> **Task prompt**
Restate every entry word for word.

Stored entries
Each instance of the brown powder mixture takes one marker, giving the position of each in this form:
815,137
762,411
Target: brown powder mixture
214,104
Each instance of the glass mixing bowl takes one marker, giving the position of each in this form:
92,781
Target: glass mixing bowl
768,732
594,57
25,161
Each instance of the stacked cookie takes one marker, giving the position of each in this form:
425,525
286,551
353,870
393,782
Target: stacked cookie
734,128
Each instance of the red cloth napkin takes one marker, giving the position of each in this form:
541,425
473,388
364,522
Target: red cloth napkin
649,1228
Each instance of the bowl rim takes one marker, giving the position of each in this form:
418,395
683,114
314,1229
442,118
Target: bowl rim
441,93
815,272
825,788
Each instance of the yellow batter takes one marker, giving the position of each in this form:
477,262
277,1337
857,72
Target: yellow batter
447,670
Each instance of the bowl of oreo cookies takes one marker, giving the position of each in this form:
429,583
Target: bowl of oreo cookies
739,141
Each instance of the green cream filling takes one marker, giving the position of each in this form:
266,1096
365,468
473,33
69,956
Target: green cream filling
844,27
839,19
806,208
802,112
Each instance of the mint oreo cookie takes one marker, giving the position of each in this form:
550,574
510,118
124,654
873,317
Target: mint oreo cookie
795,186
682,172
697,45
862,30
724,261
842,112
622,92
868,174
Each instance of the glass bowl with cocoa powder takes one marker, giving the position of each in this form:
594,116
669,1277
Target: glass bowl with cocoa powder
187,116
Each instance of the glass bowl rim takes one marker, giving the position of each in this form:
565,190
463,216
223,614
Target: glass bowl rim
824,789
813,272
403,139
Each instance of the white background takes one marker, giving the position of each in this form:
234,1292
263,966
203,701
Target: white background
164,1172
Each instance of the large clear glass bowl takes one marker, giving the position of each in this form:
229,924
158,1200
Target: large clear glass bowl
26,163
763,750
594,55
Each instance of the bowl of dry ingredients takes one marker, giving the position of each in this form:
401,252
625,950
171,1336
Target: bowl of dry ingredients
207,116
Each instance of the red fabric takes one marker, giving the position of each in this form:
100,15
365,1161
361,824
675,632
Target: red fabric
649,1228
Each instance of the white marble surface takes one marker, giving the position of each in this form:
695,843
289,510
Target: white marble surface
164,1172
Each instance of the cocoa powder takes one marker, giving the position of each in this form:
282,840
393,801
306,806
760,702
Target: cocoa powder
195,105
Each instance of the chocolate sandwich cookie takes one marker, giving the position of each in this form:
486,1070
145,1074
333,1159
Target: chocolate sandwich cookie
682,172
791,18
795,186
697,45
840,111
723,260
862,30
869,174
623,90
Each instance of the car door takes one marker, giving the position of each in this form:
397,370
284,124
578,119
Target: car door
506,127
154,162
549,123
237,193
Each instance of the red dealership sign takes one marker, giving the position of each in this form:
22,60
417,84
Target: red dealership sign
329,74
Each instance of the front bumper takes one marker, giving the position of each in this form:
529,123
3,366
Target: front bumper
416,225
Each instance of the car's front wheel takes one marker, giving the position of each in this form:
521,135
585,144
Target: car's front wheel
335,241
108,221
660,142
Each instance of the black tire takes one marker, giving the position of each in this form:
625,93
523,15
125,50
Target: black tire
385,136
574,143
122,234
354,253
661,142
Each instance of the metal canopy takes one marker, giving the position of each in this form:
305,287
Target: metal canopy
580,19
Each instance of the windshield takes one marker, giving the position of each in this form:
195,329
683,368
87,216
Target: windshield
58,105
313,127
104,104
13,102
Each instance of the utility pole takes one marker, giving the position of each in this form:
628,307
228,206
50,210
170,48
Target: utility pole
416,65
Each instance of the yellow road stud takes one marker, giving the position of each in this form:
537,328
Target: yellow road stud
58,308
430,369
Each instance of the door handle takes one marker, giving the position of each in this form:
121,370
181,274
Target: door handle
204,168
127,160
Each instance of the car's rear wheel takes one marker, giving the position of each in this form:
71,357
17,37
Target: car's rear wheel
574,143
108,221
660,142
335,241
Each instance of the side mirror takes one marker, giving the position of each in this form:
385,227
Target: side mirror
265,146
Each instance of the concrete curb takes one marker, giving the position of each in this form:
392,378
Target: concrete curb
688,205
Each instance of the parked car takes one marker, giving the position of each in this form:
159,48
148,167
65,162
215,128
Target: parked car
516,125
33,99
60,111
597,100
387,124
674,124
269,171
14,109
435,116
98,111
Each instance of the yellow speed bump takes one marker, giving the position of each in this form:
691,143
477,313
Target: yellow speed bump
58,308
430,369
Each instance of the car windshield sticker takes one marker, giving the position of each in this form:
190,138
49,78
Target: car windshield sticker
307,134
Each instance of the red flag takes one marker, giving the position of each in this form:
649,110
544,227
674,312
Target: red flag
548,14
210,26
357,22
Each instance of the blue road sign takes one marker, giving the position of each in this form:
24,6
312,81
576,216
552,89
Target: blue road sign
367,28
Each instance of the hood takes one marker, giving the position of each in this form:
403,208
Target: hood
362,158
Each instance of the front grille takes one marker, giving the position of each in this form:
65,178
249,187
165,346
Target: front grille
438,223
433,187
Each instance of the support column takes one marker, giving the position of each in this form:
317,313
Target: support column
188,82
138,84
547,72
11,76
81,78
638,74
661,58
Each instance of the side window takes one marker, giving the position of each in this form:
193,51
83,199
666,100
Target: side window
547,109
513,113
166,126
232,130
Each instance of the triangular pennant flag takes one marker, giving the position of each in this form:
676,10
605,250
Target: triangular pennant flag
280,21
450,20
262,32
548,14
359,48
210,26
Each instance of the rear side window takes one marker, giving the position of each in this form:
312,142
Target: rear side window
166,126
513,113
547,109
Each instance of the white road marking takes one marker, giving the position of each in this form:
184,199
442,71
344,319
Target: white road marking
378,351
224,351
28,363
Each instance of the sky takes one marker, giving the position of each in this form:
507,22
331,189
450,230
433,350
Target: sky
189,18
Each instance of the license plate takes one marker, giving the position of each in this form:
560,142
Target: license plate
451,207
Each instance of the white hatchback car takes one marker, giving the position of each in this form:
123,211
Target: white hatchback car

> **Worked solution**
Each instance of the brown powder mixture takes one marker, giving the position of each in this form:
815,137
762,411
Target: brown powder mixture
214,104
Each instance of the glass mixing bowl takes one marker, giving the position of each in this form:
92,781
Target: glass mixing bowl
768,732
594,57
25,161
Each instance of the stacked cookie takes one marker, giving the position of each in this form:
425,525
286,551
353,870
393,782
Target: stacked cookie
734,128
Each instance of the red cloth napkin takes one marker, giving the position of each in this form:
541,425
473,388
364,522
Target: red cloth napkin
649,1228
Each instance of the bowl rim takes one marker, giving the position of each in this form:
418,395
683,114
314,1229
442,118
Target: bowl rim
441,93
815,272
825,788
Each instance of the yellow batter takes one marker, giving the position of each in this form:
477,262
277,1337
857,72
Target: yellow batter
447,670
Each instance of the bowl of oreo cookies takes one marker, giving the position of each in this form:
429,583
Target: bowl of oreo cookies
739,141
Each instance of the green cream filling takes one marker, giving the position of each in this form:
266,1096
365,468
473,33
69,956
Target: green cream filling
844,27
839,19
806,208
802,112
Each instance of the mint oreo cookie takes one marker, giving the position of each in this form:
550,574
510,118
124,654
873,317
Target: mint oreo cookie
795,186
682,172
697,45
862,30
724,261
842,112
622,92
868,174
Each instance of the glass bowl with cocoa powder takes one marker, giving the position of each in this form:
594,116
669,1277
Target: glass bowl with cocoa powder
187,116
Each instance of the glass bowl rim takes one marker, giving the position of each in this form:
565,190
463,216
223,614
Target: glass bowl rim
824,789
813,272
403,139
Each instance of the white background takes one marker, giving the position of each in this form:
234,1292
263,966
203,701
Target: white background
164,1172
Each instance of the large clear glass bowl takes one marker, giving the position of each in this form:
229,924
158,1200
Target: large clear glass bowl
26,163
763,750
594,55
Each instance of the bowl of dry ingredients takes one marker, giving the position of each in this form:
401,252
625,950
171,1336
Target: bowl of dry ingredients
207,116
Each instance of the red fabric takes one marker, giving the position of each in this form:
100,15
365,1161
361,824
675,632
Target: red fabric
649,1228
Each instance of the white marble surface takes one marker, giving the position of each in this form:
695,843
289,510
Target: white marble surface
164,1172
Each instance of the cocoa powder takes one marker, giving the position of each in this form:
282,840
393,801
306,806
760,702
Target: cocoa powder
195,105
Each instance of the chocolate sandwich cookie takes one marker, giving the position of each in this form:
486,1070
145,1074
333,1159
Target: chocolate sandwich cookie
682,172
791,18
795,186
697,45
840,111
723,260
862,30
869,174
623,90
Each instance of the car door takes one marker, giving the position of each in this form:
397,370
284,124
578,119
Target: car door
506,127
154,162
549,123
237,193
Each instance of the red dealership sign takes one marker, giving the position of each in this form:
22,60
417,84
Target: red dealership sign
329,74
Each instance of the front bumper takes one marker, giving the position of each in this form:
529,123
3,366
Target: front bumper
416,225
Each instance of the car's front wheel takes one marker, giving the position of each in this form:
521,135
585,144
Target: car's front wheel
335,241
108,221
660,142
Each instance of the black tire takes one marker, giving the position of each in this form:
625,93
523,15
125,50
Target: black tire
385,136
574,143
122,234
354,253
661,142
Each instance of the metal canopy takes one marker, giving the position of each in this form:
305,287
Target: metal canopy
580,19
Each instance of the windshield takes one marker, giving the position of each in this form:
195,329
683,368
87,216
Target: windshield
58,105
313,127
104,104
13,102
Each instance of the utility pole takes one marker, giving the position of each in this form:
628,307
228,206
50,210
170,48
Target: utility pole
416,65
Each instance of the yellow road stud takes one marker, giving the position of each in this form:
537,328
Target: yellow road stud
58,308
430,369
Each instance of the door handle takes one marker, giving the position of each in this form:
121,370
181,274
Target: door handle
204,168
127,160
Each instance of the car's rear wheel takes one marker, giving the position of each in this form:
71,357
17,37
Target: car's rear wheel
574,143
108,221
660,142
335,241
Each instance of the side mirror takes one marker, giving the position of each in this form:
385,227
Target: side mirror
265,146
Each instance of the concrete curb takes one marker, giving the position of each in this form:
392,378
Target: concrete curb
688,205
Each instance of the parked car takes one marker, giving the position of each in this form:
159,48
148,167
65,162
215,128
Target: parked car
516,125
33,99
60,111
597,100
387,124
674,124
269,171
14,109
435,116
98,111
Each instance of the yellow speed bump takes one marker, giving the position of each in this form:
691,143
477,313
Target: yellow speed bump
58,308
430,369
Each instance of the car windshield sticker takes one marker, giving the position of each in this form:
190,138
49,78
Target: car windshield sticker
307,134
Each instance of the red flag takes one marker, giving the position of each in this form:
649,110
544,227
674,312
Target: red flag
548,14
210,26
357,22
Each instance of the blue road sign takes one marker, giving the position of each in this form:
24,6
312,81
576,216
552,89
Target: blue road sign
367,28
Each instance of the hood takes one marker, giving the position of each in this form:
403,208
Target: hood
362,158
Each instance of the front grille takes one marker, giving the position of each in this form:
65,178
249,187
165,346
Target: front grille
438,223
433,187
Each instance of the support column takes one marker, giving the position of each in this form:
317,313
Target: support column
188,82
138,84
547,72
11,76
81,78
638,74
661,58
Each instance of the side window takes one marker, giving the position of each in this form:
193,51
83,199
666,100
Target: side window
547,109
513,113
166,126
232,130
Each instance of the triangular pennant flag takes one marker, giving the position of each in this form:
676,10
605,250
Target: triangular pennant flag
280,21
450,20
262,32
548,14
359,48
210,26
Each instance of the rear side window takes one marker, giving the position of each in this form:
312,142
Target: rear side window
166,126
513,113
547,109
Each instance of the white road marking takes one marker, giving the position of each in this form:
184,199
442,71
344,319
Target: white road marking
378,351
224,351
28,363
Each instance of the sky takes one marker, giving the position of each in this form:
507,22
331,189
450,230
433,350
Target: sky
189,18
Each instance of the license plate takes one marker, giving the position of each in this form:
560,142
Target: license plate
451,207
Each instance of the white hatchback car takes one marker, giving the position of each in this form:
123,211
Target: white hatchback car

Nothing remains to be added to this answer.